**WHAT YOU HAVE TO DO**
Show each line below that contains the string "petal". Case must match.

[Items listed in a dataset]
** Begin **
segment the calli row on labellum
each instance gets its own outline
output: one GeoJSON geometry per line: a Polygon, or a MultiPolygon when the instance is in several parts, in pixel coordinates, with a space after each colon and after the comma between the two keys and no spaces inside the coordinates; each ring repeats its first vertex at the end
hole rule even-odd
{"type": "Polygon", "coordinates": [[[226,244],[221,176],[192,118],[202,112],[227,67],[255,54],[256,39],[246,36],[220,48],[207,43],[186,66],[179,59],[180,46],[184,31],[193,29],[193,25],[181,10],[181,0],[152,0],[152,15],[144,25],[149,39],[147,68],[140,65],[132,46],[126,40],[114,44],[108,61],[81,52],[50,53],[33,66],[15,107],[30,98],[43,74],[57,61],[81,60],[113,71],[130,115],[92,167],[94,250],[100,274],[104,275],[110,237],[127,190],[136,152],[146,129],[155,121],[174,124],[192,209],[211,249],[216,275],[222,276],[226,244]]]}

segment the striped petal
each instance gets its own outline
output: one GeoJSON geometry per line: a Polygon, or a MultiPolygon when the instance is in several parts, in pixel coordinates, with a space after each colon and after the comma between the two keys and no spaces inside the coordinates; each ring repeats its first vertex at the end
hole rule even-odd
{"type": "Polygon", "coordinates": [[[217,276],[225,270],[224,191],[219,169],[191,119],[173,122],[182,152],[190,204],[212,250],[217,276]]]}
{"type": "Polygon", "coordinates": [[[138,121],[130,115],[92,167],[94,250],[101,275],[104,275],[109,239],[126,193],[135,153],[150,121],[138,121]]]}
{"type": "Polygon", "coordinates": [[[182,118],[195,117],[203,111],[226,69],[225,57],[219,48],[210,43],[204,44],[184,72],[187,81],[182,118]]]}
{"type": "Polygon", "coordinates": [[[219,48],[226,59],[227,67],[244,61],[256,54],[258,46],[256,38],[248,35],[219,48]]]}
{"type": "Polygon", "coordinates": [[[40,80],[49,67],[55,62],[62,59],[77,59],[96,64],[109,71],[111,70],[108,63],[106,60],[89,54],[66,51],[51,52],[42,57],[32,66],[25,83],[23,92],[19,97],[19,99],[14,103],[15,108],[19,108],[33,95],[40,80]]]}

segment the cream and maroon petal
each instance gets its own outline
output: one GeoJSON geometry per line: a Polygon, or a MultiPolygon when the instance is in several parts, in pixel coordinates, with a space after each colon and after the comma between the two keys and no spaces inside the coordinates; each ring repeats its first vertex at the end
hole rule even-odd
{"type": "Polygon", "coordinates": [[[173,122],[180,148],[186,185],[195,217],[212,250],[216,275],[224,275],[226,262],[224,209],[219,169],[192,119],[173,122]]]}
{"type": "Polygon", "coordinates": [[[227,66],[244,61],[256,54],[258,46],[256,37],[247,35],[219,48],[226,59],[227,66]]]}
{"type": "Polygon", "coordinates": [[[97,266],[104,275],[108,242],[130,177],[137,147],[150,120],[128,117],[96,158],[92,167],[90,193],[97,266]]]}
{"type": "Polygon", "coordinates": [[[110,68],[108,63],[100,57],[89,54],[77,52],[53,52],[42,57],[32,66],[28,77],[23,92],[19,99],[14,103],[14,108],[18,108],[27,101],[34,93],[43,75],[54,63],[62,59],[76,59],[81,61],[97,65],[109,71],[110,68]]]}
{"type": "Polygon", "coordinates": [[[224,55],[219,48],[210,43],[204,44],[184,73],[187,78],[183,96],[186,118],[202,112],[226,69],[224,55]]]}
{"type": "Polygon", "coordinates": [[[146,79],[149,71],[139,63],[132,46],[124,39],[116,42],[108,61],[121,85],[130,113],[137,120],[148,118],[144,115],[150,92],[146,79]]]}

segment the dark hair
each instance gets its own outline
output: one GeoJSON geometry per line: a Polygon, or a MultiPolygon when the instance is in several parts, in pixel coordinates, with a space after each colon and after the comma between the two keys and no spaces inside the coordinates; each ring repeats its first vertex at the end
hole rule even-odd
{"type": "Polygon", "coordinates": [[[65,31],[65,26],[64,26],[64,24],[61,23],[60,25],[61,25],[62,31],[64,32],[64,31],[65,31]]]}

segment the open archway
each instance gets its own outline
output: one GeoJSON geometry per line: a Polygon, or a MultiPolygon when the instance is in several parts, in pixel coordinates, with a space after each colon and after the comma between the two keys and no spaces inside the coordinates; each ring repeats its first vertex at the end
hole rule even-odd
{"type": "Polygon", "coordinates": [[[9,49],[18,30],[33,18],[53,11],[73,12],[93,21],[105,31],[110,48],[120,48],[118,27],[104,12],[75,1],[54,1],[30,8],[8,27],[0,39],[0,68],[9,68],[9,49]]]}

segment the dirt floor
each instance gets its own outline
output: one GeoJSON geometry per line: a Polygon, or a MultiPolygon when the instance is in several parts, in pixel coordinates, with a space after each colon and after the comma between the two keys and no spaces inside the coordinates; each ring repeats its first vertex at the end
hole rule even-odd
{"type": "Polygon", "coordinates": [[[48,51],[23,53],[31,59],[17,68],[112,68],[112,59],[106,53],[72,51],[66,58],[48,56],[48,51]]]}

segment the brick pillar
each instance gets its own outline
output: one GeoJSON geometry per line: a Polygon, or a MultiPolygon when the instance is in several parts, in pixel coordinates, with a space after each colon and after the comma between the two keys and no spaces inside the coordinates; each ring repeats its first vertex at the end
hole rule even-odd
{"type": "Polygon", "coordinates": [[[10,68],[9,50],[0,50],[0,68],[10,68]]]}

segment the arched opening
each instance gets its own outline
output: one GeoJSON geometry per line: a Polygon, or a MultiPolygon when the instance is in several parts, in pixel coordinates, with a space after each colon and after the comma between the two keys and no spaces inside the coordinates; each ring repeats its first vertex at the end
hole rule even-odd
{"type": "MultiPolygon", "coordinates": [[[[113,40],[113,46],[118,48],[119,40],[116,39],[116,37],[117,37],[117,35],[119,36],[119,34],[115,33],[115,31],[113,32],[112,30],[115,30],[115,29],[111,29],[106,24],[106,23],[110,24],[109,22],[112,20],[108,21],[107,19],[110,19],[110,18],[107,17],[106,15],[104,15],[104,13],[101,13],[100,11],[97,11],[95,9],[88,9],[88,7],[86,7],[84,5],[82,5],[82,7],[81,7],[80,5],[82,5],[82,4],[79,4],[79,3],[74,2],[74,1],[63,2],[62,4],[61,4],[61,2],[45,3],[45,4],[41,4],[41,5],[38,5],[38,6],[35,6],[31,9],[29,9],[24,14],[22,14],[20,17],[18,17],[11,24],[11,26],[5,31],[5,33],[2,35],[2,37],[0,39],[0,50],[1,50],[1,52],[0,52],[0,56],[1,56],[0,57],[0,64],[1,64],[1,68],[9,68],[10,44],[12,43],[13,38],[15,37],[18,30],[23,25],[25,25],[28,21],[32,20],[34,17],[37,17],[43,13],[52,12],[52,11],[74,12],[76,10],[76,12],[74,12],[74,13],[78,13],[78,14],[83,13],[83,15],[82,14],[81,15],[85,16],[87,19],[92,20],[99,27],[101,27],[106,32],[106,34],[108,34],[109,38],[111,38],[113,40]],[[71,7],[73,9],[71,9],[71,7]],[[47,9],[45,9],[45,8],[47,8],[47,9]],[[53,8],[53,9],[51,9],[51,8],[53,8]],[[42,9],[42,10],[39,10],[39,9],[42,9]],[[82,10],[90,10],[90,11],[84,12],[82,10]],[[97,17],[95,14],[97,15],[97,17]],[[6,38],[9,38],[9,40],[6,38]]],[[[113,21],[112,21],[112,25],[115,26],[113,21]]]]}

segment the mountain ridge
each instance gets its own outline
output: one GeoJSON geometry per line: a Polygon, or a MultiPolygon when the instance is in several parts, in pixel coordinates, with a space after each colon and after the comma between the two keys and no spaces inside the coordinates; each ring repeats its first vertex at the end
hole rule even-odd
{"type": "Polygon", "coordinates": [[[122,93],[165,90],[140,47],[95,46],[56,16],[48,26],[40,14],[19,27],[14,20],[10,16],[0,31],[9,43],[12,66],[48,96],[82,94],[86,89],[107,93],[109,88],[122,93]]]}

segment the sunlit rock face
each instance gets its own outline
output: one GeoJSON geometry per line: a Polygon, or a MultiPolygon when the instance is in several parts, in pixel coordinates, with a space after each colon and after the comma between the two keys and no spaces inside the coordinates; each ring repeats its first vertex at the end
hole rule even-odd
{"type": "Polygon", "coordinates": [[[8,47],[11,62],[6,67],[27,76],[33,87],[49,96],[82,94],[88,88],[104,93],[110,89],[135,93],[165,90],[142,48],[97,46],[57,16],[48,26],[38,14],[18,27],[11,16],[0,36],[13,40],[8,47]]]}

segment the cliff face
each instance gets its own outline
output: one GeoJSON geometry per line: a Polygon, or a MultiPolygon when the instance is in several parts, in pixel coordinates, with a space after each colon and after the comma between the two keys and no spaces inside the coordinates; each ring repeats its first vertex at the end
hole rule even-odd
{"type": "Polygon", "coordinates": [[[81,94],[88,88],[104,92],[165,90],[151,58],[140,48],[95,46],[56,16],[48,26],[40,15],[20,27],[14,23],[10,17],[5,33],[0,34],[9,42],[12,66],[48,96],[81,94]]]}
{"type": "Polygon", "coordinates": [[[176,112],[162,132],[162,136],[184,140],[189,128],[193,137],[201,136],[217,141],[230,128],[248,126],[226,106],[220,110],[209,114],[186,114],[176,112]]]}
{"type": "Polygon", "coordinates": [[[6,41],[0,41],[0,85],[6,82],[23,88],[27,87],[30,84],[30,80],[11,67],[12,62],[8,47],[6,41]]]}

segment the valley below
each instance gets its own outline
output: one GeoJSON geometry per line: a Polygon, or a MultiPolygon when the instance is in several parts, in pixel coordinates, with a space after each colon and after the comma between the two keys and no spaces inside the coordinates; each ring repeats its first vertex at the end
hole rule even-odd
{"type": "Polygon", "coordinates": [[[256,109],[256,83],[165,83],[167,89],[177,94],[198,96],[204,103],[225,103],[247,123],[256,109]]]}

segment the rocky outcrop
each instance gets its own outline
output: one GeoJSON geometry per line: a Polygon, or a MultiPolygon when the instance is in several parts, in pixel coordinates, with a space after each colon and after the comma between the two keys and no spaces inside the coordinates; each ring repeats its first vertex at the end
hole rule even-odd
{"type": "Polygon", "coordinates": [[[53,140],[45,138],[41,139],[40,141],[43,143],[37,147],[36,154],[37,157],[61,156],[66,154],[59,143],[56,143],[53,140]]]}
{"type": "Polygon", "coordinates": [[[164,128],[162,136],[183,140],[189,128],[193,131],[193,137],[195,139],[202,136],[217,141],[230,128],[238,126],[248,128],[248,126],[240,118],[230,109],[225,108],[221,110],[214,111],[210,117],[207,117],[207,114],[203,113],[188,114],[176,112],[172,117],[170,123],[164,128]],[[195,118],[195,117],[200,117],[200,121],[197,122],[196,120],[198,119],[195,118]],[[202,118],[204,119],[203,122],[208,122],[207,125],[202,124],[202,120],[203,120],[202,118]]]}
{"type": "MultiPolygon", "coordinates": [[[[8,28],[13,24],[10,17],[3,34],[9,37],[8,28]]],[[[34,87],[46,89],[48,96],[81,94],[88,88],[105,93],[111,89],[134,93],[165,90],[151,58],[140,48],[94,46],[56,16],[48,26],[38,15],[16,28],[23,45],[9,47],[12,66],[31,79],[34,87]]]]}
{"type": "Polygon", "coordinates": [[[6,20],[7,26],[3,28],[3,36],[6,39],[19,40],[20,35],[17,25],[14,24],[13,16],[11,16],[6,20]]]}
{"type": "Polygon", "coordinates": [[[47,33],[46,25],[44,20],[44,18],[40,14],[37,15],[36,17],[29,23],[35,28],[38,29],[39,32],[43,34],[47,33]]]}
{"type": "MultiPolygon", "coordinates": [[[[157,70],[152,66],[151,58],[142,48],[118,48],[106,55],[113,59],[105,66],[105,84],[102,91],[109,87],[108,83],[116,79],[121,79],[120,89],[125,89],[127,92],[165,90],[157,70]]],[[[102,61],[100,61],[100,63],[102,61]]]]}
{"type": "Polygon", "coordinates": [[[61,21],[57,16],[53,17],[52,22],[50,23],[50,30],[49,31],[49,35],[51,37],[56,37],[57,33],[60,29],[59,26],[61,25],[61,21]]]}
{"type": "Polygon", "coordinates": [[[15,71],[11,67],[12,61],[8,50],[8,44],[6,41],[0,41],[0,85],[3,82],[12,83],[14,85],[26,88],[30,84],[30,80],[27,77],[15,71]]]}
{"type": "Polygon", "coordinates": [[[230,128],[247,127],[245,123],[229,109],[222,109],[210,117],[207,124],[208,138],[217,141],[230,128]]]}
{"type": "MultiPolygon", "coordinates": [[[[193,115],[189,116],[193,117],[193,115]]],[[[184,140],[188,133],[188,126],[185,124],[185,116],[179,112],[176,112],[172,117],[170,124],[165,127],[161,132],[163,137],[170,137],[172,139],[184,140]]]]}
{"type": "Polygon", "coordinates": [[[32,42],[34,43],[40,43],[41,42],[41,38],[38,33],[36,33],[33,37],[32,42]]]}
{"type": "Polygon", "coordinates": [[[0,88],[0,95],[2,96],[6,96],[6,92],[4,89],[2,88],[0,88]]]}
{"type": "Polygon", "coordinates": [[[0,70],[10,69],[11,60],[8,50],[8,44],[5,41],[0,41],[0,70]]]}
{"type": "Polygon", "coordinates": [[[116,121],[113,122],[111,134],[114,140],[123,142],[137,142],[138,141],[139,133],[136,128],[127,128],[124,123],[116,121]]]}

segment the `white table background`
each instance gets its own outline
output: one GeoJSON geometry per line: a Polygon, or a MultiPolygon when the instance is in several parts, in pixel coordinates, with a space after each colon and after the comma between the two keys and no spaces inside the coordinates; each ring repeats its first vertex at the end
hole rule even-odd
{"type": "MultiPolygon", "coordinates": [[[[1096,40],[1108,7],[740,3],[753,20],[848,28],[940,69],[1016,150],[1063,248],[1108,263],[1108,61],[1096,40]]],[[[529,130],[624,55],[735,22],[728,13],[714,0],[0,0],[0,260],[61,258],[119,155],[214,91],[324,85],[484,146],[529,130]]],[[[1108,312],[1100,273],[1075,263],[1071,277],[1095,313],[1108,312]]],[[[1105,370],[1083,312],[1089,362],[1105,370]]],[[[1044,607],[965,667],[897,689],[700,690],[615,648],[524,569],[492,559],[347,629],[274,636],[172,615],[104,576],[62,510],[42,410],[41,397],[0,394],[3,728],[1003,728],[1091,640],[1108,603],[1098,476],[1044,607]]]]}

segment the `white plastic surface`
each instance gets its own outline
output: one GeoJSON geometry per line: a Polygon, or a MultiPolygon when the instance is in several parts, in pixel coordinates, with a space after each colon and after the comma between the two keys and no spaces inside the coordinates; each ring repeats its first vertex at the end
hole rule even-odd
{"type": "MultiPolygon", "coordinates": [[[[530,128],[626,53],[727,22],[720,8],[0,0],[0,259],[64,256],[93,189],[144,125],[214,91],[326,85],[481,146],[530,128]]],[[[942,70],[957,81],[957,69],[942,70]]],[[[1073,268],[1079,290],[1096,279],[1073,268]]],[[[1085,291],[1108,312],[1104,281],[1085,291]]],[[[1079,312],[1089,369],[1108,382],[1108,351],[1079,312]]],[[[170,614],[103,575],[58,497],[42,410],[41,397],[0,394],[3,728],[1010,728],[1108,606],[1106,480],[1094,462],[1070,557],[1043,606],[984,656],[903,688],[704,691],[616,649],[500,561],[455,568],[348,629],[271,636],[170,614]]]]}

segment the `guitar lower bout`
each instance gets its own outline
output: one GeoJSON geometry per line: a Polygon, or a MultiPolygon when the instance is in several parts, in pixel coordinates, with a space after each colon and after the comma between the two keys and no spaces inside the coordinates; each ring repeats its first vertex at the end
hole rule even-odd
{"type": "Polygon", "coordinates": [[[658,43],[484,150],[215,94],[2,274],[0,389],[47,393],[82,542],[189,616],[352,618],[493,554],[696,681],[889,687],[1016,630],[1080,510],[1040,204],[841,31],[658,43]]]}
** End **
**RESPONSE**
segment the striped petal
segment the cream and maroon petal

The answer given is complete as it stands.